_REQUIRED ACTION 1_
According to the goals excerpt, how much did the radiator bought online cost?
_REQUIRED ACTION 2_
Output the goals excerpt verbatim from "Dealership Estimate: $800" up to and including "on the problem...".

_PAGE EXCERPT_
────────────────

Goal #3: Maintain My Good Relationships

I surround myself with mostly good people. That said, I have a tendency to ignore the good people and gradually slip out of contact with my friends. It's not intentional - I don't want to forget about people, but sometimes that's just what happens and I don't realize it until those people are long gone out of my life. A simple phone call, lunch, or email/letter would have be enough and I just don't make time. So, my goal is to do just that - make time for my friends.


Goal #2

Goal #2: Keep My Car Running

I have a general distrust for the automotive industry. I hate paying mechanics for anything - especially things I find out later I could have done myself for much cheaper. I think mechanics can sense this and start charging me by the hour the second I walk through the door. I have too many examples of this sort of thing to count. The best/most recent/noteworthy example is the radiator in my old Cadillac (the 300k mile Seville). The radiator was leaking transmission fluid into the radiator.

Dealership Estimate: $800 (400 was the cost of the new radiator)
Radiator/Muffler Specialist: $500 (250 was the cost of a used radiator)
Radiator King: $240 to diagnose, then more to fix it, depending on the problem...

The radiator I found online (brand new, lifetime warranty) = $141.00
Shipping = Free.
Advice and labor from someone who knew more than me = 2 light beers.
Total Repair Time: 1.5 hrs. max, including beer drinking and admiration at a job well done.

Without going into details, the repair was simple. Painfully simple. So simple that if I had payed for it, I would have driven the car through the shops office. (priceless!)

────────────────

_INFORMATION SUPPLIED_
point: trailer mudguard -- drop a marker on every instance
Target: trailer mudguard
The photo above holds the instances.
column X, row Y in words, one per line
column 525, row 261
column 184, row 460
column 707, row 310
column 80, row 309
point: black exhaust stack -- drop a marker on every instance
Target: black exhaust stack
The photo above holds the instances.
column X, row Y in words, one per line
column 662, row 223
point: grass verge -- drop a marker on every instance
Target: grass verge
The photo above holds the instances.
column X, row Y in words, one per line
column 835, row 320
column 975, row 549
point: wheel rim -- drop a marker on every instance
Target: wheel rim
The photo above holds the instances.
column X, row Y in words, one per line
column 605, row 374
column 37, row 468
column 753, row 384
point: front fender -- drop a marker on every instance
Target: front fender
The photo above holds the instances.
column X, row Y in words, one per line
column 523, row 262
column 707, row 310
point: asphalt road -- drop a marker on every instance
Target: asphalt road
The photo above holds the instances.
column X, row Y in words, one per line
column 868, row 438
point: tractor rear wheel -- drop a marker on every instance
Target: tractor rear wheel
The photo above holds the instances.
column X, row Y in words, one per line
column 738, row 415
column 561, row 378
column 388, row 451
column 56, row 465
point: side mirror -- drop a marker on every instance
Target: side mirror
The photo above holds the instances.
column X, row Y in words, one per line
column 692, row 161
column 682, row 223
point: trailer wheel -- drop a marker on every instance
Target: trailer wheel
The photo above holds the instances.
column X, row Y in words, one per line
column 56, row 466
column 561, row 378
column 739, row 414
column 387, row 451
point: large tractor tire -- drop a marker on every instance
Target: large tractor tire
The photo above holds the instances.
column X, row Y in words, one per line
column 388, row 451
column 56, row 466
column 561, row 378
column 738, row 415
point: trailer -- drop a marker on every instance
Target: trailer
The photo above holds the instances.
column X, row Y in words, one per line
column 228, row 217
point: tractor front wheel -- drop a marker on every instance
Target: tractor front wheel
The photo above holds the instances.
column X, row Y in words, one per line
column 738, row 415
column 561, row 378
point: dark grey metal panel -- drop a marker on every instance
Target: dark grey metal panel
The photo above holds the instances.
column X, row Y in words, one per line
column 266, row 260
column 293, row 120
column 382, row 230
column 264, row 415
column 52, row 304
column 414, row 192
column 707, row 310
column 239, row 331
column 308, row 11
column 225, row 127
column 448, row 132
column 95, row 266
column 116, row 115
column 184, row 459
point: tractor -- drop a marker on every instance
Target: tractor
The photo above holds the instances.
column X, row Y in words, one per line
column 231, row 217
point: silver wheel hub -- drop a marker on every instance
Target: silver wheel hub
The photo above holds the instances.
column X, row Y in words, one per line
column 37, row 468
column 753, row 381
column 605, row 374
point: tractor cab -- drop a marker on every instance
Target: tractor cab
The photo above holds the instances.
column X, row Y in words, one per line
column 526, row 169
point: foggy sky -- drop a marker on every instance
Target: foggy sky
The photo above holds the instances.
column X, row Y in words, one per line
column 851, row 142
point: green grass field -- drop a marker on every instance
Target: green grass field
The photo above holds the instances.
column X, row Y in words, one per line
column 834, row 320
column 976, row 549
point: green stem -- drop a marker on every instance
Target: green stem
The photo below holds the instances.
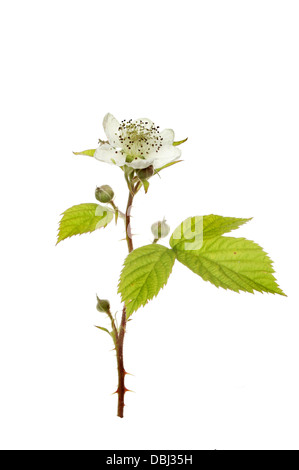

────────────────

_EXERCISE RESULT 1_
$141.00

_EXERCISE RESULT 2_
Dealership Estimate: $800 (400 was the cost of the new radiator)
Radiator/Muffler Specialist: $500 (250 was the cost of a used radiator)
Radiator King: $240 to diagnose, then more to fix it, depending on the problem...